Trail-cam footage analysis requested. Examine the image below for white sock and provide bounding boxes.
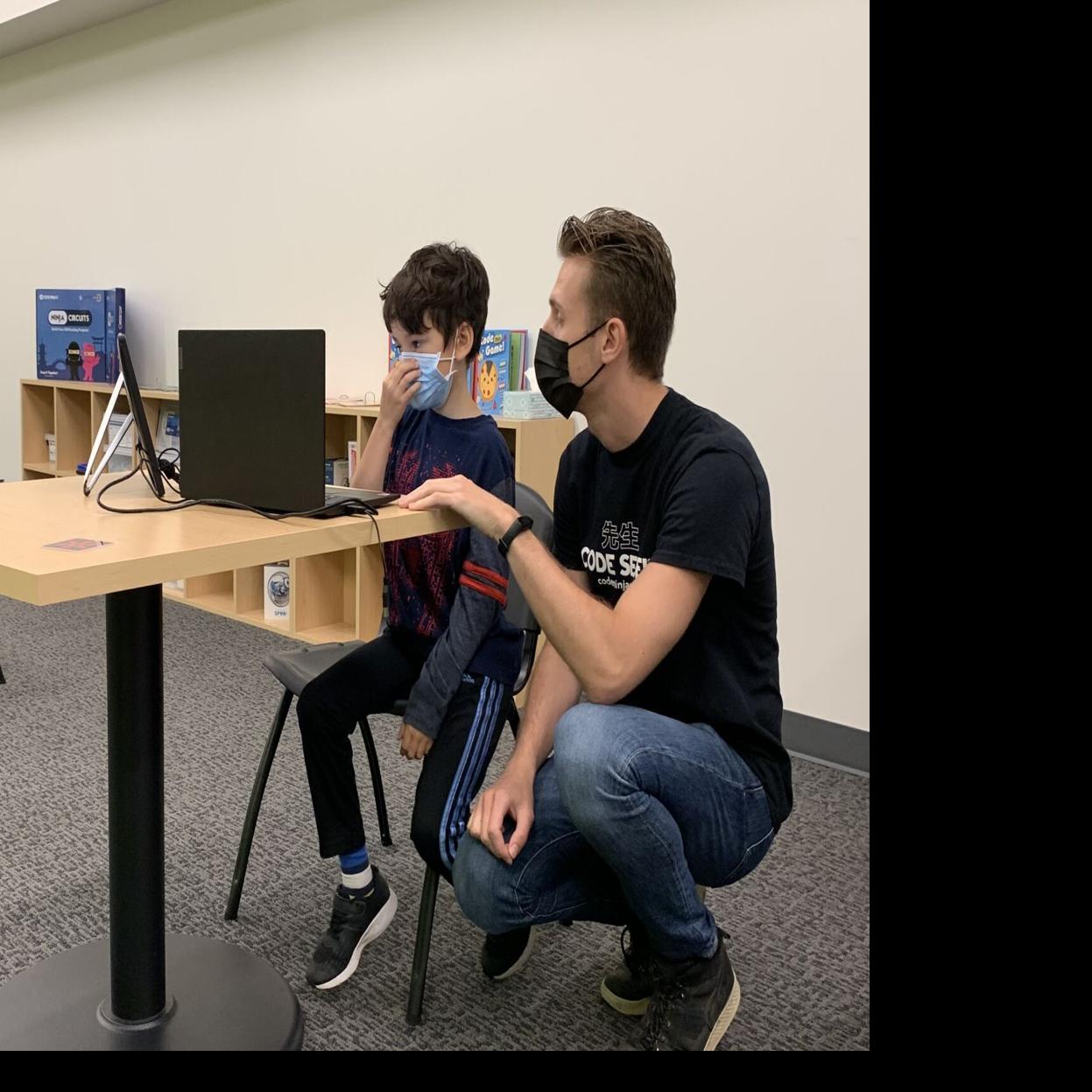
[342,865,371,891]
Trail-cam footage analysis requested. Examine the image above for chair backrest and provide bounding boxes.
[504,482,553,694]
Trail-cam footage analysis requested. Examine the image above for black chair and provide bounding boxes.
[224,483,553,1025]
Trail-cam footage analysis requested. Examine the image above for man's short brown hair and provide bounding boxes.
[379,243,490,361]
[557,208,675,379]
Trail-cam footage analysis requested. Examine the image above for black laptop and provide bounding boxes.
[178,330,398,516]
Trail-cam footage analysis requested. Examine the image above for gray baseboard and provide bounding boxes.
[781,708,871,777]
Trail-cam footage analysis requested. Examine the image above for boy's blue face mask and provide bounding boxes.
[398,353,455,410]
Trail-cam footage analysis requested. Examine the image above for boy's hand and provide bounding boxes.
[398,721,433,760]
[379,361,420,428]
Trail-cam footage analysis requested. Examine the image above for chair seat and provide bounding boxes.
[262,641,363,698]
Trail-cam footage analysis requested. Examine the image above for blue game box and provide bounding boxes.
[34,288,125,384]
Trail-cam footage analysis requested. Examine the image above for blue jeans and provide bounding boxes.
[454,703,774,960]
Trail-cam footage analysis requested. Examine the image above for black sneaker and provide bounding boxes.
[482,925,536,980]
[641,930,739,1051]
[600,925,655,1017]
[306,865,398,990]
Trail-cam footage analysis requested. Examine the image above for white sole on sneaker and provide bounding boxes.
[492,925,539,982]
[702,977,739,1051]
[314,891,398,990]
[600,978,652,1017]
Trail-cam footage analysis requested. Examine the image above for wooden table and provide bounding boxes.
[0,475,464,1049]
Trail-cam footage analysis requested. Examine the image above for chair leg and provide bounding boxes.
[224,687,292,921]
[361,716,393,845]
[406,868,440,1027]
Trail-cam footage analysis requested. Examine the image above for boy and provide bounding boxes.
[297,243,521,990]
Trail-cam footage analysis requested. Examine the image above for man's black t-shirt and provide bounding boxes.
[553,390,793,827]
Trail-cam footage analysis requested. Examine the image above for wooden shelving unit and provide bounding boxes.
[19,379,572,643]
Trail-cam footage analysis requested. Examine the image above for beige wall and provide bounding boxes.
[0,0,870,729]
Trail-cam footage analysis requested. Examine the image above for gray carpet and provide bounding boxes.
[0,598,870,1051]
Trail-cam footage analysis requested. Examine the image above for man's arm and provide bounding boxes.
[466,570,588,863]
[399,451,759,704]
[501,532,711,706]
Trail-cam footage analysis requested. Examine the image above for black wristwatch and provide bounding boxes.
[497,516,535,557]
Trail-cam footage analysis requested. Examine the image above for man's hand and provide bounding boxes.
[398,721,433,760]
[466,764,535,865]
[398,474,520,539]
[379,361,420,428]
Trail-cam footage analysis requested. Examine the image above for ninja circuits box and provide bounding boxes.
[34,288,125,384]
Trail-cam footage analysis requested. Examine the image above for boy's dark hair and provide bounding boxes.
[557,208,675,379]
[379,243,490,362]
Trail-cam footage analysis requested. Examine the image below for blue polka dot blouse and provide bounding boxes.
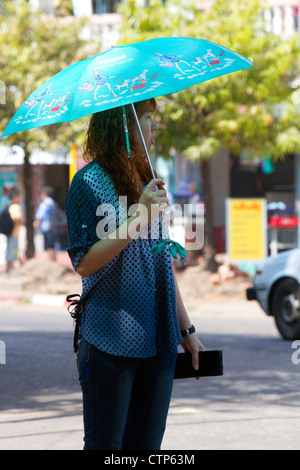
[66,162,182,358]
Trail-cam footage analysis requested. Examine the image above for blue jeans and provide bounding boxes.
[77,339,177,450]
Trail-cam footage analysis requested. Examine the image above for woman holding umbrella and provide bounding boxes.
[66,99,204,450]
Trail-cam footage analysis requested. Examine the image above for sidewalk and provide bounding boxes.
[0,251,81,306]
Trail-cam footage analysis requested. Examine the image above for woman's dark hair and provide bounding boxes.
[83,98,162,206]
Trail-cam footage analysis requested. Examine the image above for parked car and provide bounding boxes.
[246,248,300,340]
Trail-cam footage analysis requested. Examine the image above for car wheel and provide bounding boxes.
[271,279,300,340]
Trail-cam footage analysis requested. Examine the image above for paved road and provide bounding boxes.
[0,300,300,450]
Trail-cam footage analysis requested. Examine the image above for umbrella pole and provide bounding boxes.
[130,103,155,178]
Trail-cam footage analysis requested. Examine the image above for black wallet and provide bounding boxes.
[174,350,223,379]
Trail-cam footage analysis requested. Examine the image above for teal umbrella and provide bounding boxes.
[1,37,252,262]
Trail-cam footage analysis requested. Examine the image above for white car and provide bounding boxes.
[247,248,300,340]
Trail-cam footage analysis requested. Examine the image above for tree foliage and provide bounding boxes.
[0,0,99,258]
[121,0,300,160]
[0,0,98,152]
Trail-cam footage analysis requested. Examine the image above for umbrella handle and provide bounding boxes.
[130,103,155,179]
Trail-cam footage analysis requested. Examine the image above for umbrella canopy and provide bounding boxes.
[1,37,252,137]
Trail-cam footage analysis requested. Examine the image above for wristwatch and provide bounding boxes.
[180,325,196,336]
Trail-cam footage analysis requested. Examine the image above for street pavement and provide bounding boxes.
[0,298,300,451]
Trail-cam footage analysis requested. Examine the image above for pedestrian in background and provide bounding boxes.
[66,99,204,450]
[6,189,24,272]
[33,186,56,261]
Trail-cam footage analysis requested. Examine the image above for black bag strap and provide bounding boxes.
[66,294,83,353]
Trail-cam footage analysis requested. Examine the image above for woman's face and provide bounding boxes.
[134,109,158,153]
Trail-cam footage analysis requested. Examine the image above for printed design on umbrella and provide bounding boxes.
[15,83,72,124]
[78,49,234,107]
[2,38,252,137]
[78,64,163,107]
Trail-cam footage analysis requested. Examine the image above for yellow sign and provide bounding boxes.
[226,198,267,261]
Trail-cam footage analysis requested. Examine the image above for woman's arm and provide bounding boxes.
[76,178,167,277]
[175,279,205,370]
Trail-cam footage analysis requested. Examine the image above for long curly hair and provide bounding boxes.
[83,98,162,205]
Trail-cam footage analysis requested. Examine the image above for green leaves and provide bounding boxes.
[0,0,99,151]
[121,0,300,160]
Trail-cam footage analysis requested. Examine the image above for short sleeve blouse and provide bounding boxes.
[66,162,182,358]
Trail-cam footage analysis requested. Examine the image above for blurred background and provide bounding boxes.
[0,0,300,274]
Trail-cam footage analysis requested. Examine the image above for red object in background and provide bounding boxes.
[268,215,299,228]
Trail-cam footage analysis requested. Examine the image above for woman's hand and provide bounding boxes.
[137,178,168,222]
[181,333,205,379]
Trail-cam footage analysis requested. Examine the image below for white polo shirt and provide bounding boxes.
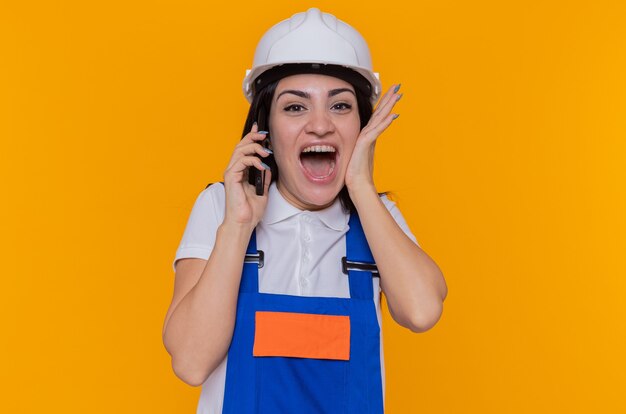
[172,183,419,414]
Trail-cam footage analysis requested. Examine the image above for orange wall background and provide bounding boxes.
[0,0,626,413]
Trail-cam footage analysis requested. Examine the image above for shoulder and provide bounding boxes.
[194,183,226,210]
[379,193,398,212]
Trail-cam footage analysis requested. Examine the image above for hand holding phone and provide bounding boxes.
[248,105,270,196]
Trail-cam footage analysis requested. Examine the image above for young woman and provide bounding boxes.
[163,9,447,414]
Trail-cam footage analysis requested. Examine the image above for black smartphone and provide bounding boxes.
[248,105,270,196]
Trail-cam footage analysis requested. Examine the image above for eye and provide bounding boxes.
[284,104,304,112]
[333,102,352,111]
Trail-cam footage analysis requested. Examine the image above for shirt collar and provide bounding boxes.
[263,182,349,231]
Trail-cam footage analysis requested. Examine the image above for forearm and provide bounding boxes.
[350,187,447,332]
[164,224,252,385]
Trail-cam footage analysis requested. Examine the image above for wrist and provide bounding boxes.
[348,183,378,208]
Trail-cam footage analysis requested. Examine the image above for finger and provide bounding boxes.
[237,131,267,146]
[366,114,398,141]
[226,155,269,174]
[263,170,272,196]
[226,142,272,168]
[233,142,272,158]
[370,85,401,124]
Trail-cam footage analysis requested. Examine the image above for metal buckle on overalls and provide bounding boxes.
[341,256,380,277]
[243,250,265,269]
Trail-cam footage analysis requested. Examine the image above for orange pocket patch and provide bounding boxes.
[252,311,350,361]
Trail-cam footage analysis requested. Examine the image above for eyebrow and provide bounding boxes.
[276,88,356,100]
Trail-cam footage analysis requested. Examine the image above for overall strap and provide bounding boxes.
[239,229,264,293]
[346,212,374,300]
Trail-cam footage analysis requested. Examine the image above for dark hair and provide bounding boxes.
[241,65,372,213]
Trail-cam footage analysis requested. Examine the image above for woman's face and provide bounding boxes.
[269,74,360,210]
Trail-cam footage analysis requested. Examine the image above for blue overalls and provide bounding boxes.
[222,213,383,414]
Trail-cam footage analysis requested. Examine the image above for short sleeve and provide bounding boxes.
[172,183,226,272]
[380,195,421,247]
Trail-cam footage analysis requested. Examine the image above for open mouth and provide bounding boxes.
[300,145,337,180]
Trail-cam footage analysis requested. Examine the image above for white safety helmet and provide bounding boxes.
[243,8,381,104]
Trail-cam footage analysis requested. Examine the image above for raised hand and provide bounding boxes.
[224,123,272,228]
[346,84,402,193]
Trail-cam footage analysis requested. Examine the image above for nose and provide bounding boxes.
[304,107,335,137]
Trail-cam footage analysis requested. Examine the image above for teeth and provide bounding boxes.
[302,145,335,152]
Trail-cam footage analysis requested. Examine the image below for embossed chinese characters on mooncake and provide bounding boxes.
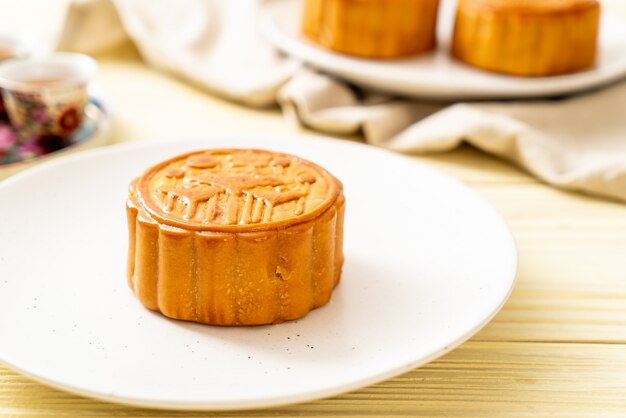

============================================================

- TASK PROMPT
Copy out verbatim the material from the line with "wheel and provide bounding boxes." to the line with "[1,37,252,262]", including both of those lines.

- ANSWER IN FULL
Trail-cam footage analysis requested. Examine the image above for car wheel and provide bounding boxes.
[271,279,300,340]
Trail-cam footage analysis requested. Examine the image above for paved road and provide bounding boxes.
[0,300,300,450]
Trail-cam footage analysis requested. Examine the image above for umbrella pole and provide bounding boxes.
[130,103,155,178]
Trail-cam footage analysis requested. Examine the image above for black wallet and provide bounding boxes.
[174,350,223,379]
Trail-cam footage analysis requested. Examine the image above for teal umbrella and provide bounding boxes.
[1,37,252,262]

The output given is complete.